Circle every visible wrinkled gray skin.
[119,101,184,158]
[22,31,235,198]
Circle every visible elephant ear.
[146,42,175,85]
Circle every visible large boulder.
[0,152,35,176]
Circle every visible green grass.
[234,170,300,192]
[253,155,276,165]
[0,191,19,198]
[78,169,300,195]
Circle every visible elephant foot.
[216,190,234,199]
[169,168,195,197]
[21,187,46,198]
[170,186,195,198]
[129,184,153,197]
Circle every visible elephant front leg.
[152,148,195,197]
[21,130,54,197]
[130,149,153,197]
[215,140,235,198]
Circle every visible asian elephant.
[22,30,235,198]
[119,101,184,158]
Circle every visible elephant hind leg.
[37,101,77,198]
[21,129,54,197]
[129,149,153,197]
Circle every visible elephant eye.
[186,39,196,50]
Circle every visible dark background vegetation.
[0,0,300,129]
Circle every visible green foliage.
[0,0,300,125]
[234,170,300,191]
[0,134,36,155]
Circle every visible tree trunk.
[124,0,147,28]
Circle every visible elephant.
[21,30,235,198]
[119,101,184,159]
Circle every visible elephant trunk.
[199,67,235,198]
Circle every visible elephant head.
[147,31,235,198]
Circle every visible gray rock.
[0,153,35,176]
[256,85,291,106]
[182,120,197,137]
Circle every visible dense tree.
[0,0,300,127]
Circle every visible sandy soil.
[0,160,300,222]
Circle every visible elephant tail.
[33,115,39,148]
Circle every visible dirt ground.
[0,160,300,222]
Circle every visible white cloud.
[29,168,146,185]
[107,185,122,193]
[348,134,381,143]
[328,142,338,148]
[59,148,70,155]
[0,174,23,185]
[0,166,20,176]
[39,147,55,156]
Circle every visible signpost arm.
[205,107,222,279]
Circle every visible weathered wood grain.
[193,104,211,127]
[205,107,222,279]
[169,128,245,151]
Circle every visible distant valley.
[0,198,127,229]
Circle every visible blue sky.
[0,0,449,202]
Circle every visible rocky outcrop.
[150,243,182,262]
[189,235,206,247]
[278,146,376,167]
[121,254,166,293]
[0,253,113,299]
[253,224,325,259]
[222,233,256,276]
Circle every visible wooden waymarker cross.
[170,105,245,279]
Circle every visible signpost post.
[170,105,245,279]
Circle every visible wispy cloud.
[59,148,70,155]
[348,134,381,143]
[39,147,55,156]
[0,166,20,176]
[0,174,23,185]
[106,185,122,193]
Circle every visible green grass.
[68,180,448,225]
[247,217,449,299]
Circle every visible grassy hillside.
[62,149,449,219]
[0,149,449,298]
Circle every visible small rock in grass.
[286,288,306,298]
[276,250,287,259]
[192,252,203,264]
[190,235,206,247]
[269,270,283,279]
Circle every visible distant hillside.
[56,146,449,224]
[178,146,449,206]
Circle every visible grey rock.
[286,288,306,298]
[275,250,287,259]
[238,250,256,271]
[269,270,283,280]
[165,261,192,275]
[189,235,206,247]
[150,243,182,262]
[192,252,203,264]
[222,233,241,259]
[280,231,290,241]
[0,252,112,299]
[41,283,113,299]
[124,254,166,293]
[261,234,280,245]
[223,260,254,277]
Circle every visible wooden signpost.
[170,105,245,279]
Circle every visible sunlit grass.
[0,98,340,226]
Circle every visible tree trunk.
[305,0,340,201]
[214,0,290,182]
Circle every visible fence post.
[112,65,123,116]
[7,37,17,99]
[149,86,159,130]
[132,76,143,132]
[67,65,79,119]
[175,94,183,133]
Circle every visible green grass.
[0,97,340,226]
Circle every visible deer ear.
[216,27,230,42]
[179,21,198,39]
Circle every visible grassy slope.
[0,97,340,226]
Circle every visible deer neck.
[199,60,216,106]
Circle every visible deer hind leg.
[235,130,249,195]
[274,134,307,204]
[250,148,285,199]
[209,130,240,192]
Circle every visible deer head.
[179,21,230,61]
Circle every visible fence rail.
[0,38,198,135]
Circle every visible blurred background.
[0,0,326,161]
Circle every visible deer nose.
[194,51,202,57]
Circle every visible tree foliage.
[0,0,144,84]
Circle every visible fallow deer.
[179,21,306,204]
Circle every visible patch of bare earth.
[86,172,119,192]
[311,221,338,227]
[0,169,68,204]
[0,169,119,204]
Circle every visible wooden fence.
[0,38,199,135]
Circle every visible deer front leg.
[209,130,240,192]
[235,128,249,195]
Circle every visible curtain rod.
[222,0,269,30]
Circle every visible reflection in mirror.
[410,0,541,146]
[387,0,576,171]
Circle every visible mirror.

########

EXERCISE PROMPT: Write the entire listing out again, word for word.

WORKED ANSWER:
Circle every visible wrinkled gray skin.
[119,101,184,158]
[22,31,235,198]
Circle every visible elephant ear.
[146,42,175,85]
Circle every visible large boulder.
[0,152,35,176]
Circle every visible green grass.
[234,170,300,192]
[253,155,276,165]
[0,191,19,198]
[78,169,300,195]
Circle every visible elephant foot.
[216,190,234,199]
[169,168,195,197]
[21,187,46,198]
[170,186,195,198]
[129,184,153,197]
Circle every visible elephant front leg.
[152,148,195,197]
[21,130,54,197]
[130,149,153,197]
[215,140,235,198]
Circle every visible asian elephant.
[22,30,235,198]
[119,101,184,158]
Circle every visible elephant hind leg.
[37,101,77,198]
[21,129,54,197]
[129,149,153,197]
Circle every visible elephant eye.
[186,39,196,50]
Circle every visible dark background vegetation.
[0,0,300,129]
Circle every visible green foliage.
[0,0,300,125]
[234,170,300,191]
[0,134,36,155]
Circle every visible tree trunk.
[124,0,147,28]
Circle every visible elephant.
[21,30,235,198]
[119,101,184,159]
Circle every visible elephant trunk.
[199,67,235,198]
Circle every visible elephant head.
[147,31,235,198]
Circle every visible gray rock.
[0,153,35,176]
[256,85,291,106]
[182,120,197,137]
Circle every visible dense tree.
[0,0,300,127]
Circle every visible sandy soil.
[0,160,300,222]
Circle every visible elephant tail.
[33,115,39,148]
Circle every visible dirt ground.
[0,160,300,222]
Circle every visible white cloud.
[29,168,146,185]
[107,185,122,193]
[348,134,381,143]
[328,142,338,148]
[59,148,70,155]
[0,174,23,185]
[0,166,20,176]
[39,147,55,156]
Circle every visible signpost arm.
[205,107,222,279]
Circle every visible weathered wood grain.
[193,104,211,127]
[205,107,222,279]
[169,128,245,151]
Circle every visible distant valley.
[0,198,127,229]
Circle every visible blue sky.
[0,0,449,202]
Circle every visible rocky outcrop.
[150,243,182,262]
[189,235,206,247]
[278,146,376,167]
[121,254,166,293]
[0,253,113,299]
[253,224,325,259]
[222,233,256,276]
Circle every visible wooden waymarker cross.
[170,105,245,279]
Circle every visible signpost post.
[170,105,245,279]
Circle every visible wispy cloud.
[59,148,70,155]
[348,134,381,143]
[39,147,55,156]
[0,166,20,176]
[0,174,23,185]
[106,185,122,193]
Circle every visible green grass.
[68,180,448,225]
[247,217,449,299]
Circle every visible grassy hillside.
[62,149,449,219]
[0,149,449,298]
Circle every visible small rock in grass.
[286,288,306,298]
[276,250,287,259]
[192,252,203,264]
[190,235,206,247]
[269,270,283,279]
Circle every visible distant hillside.
[56,146,449,224]
[178,146,449,206]
Circle every visible grey rock.
[286,288,306,298]
[275,250,287,259]
[238,250,256,271]
[269,270,283,280]
[165,261,192,275]
[189,235,206,247]
[150,243,182,262]
[192,252,203,264]
[222,233,241,259]
[280,231,290,241]
[0,252,112,299]
[41,283,113,299]
[124,254,166,293]
[261,234,280,245]
[223,260,254,277]
Circle every visible wooden signpost.
[170,105,245,279]
Circle every visible sunlit grass.
[0,98,340,226]
Circle every visible tree trunk.
[305,0,340,201]
[214,0,290,182]
Circle every visible fence post.
[112,65,123,116]
[7,37,17,99]
[149,86,159,130]
[132,76,143,132]
[67,65,79,119]
[175,94,183,133]
Circle every visible green grass.
[0,97,340,226]
Circle every visible deer ear.
[216,27,230,42]
[179,21,198,39]
Circle every visible grassy slope.
[0,97,340,226]
Circle every visible deer neck.
[199,60,216,106]
Circle every visible deer hind leg.
[235,130,249,195]
[274,134,307,204]
[250,148,285,199]
[209,130,240,192]
Circle every visible deer head.
[179,21,230,61]
Circle every visible fence rail.
[0,38,198,135]
Circle every visible blurred background.
[0,0,326,161]
Circle every visible deer nose.
[194,51,202,57]
Circle every visible tree foliage.
[0,0,144,84]
Circle every visible fallow deer.
[179,21,306,204]
Circle every visible patch of bare earth.
[86,172,119,192]
[311,221,338,227]
[0,169,68,204]
[0,169,119,204]
Circle every visible wooden fence.
[0,38,199,135]
Circle every visible deer front leg.
[209,130,240,192]
[235,128,249,195]
Circle every visible curtain rod.
[222,0,269,30]
Circle every visible reflection in mirror.
[410,0,541,146]
[387,0,576,171]
Circle every visible mirror.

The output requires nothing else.